Extract each record and reproduce it exactly.

[start of STORED ROWS]

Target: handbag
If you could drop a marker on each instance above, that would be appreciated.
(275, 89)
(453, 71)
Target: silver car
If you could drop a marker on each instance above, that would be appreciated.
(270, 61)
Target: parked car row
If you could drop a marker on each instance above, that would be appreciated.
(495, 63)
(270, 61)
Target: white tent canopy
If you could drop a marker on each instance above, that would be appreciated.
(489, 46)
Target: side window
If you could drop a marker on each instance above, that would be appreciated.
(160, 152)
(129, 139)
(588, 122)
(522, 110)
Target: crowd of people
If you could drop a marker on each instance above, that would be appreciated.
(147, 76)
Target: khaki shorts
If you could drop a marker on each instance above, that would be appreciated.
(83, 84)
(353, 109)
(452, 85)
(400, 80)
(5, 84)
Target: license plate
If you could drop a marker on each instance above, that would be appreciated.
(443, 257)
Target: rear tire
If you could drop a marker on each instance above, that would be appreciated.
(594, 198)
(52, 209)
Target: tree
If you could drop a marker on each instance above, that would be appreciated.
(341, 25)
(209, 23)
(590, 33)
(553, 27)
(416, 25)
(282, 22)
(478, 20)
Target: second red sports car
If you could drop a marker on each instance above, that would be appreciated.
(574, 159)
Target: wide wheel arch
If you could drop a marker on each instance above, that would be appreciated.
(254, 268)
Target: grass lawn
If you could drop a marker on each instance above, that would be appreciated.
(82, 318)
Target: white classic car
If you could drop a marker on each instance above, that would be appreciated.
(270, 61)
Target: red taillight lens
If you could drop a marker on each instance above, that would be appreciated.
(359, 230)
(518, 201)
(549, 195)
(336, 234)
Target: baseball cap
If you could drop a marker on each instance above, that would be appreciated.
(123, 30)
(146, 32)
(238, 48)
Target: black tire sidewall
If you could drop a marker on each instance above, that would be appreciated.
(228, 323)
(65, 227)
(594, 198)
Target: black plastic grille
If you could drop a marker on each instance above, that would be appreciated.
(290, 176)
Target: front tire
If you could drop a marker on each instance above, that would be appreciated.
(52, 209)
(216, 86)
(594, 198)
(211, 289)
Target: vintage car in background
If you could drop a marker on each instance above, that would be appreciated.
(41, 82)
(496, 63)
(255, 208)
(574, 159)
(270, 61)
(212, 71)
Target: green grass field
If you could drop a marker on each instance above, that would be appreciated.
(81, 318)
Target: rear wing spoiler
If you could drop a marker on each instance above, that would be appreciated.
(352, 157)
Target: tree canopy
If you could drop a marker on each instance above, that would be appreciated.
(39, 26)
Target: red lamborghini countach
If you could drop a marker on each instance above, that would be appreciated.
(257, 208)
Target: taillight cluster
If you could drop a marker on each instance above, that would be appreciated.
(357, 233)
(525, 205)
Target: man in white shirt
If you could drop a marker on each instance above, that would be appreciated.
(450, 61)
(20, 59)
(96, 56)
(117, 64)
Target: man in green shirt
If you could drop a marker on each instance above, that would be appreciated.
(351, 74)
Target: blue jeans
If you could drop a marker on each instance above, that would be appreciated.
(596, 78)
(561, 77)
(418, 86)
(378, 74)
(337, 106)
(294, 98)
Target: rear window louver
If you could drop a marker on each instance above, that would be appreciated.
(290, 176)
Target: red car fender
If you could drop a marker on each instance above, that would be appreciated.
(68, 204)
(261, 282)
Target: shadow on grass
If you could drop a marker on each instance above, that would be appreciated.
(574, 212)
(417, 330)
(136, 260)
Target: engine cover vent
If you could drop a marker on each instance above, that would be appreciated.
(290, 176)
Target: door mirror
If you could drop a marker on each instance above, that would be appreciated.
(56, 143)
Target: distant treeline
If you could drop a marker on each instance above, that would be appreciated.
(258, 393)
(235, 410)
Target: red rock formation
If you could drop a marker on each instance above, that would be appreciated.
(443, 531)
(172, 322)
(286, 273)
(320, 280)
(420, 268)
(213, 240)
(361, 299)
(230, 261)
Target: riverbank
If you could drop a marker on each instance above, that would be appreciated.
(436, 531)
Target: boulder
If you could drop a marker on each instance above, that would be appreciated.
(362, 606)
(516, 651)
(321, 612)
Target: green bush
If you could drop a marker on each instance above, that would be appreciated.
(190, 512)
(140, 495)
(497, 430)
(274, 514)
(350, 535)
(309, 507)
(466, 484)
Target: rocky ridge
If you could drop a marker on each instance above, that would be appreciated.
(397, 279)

[end of STORED ROWS]

RESPONSE TO THIS EXERCISE
Target: handbag
If you could drop a marker on each instance above, that would be appreciated.
(275, 89)
(453, 71)
Target: silver car
If you could drop a marker on each instance above, that would be appreciated.
(270, 61)
Target: parked car row
If you could drop a marker on each instance above, that would be appreciated.
(495, 63)
(270, 61)
Target: white tent canopy
If you could drop a marker on each instance above, that would be appreciated.
(489, 46)
Target: side window
If you could drop a marker on each instance above, that would be appreciated.
(160, 152)
(129, 139)
(588, 122)
(522, 110)
Target: crowd of people
If you could drop a marker on each instance above, that would be appreciated.
(147, 76)
Target: khaki shorts
If you could drop a marker on each instance above, that would be appreciated.
(83, 84)
(353, 109)
(452, 85)
(400, 80)
(5, 84)
Target: license plate
If you could drop a marker on each instance above, that would be appreciated.
(443, 257)
Target: rear tire
If you could drop a marker on each instance above, that would be appreciated.
(594, 198)
(52, 209)
Target: tree
If you could drop a marker on each instance above, that would be appreciated.
(341, 25)
(209, 23)
(590, 33)
(553, 27)
(416, 25)
(282, 22)
(478, 20)
Target: second red sports car
If you could drop a marker on each instance above, that would be appreciated.
(574, 159)
Target: wide wheel arch
If you could drop a marker on each instance above, that would be appreciated.
(254, 268)
Target: grass lawn
If you could drop a marker on each instance above, that would be appreciated.
(82, 318)
Target: white classic car
If you could drop a marker on each instance above, that would be appreciated.
(270, 61)
Target: red taillight lens
If you could drop a marker on each instance above, that would be appreciated.
(359, 230)
(518, 201)
(549, 195)
(336, 234)
Target: baseball cap
If you could drop a marker on each instance above, that would be appreciated.
(123, 30)
(146, 32)
(238, 48)
Target: black tire sidewall
If you could drop a marker on each instance above, that would be appreciated.
(228, 323)
(65, 227)
(594, 198)
Target: black plastic grille
If you could drop a marker on each instance above, that would be appreciated.
(290, 176)
Target: front tire
If you could drop a marker on each instance above, that would be appreciated.
(52, 209)
(216, 86)
(594, 198)
(211, 289)
Target: vintage car in background
If you could drop a marker on each instance above, that would be appreciated.
(41, 82)
(496, 63)
(255, 208)
(574, 159)
(270, 61)
(212, 71)
Target: green grass field
If you could drop a marker on each instance above, that would be appreciated.
(81, 318)
Target: rear wing spoiler
If you could drop a marker on each instance above, that would be appreciated.
(352, 157)
Target: tree canopy
If you could drop a marker on each instance above, that would be appreciated.
(39, 26)
Target: red lamborghini countach
If you could drop a marker on each instance above, that would be appreciated.
(257, 208)
Target: taillight cluster
If you could drop a marker on each instance above, that would be appreciated.
(357, 233)
(525, 205)
Target: man in white shirt
If you could drop a marker on each instance above, that would be appreciated.
(450, 61)
(20, 59)
(96, 56)
(117, 64)
Target: man in green shirt
If you could drop a marker on each instance above, that would be appreciated.
(351, 74)
Target: blue jeans
If you could drop a marker on each instance above, that would be appreciated.
(596, 78)
(561, 77)
(418, 86)
(378, 74)
(337, 106)
(294, 98)
Target: rear window louver
If you could drop a marker on each instance above, that would be appreciated.
(290, 176)
Target: red car fender
If you could drop a marker on each instance above, that would be appreciated.
(68, 204)
(261, 282)
Target: shadow on grass
If you could drop a marker on each instance above, that would be appreciated.
(574, 212)
(417, 330)
(136, 260)
Target: engine cover vent
If you could drop a marker on each instance above, that would be appreciated.
(290, 176)
Target: door mirror
If you could drop a marker on each instance above, that would be appreciated.
(56, 143)
Target: distant treeline
If you could drop a marker on each instance above, that would be appreciated.
(258, 393)
(235, 410)
Target: red rock formation
If you could drop a marker on each instance above, that would be appreciated.
(443, 531)
(172, 322)
(286, 273)
(320, 280)
(420, 268)
(213, 240)
(361, 299)
(230, 261)
Target: riverbank
If you could drop a marker on each instance above, that would be appreciated.
(436, 531)
Target: boulder
If you could drop a marker on each instance above, that would be appreciated.
(362, 606)
(516, 651)
(321, 612)
Target: green bush
If you could drop a marker on each instance above, that would be appreciated.
(190, 512)
(140, 495)
(497, 430)
(274, 514)
(350, 535)
(309, 507)
(466, 484)
Target: rocky ridge
If you could drop a marker on each instance above, that would be appreciated.
(397, 279)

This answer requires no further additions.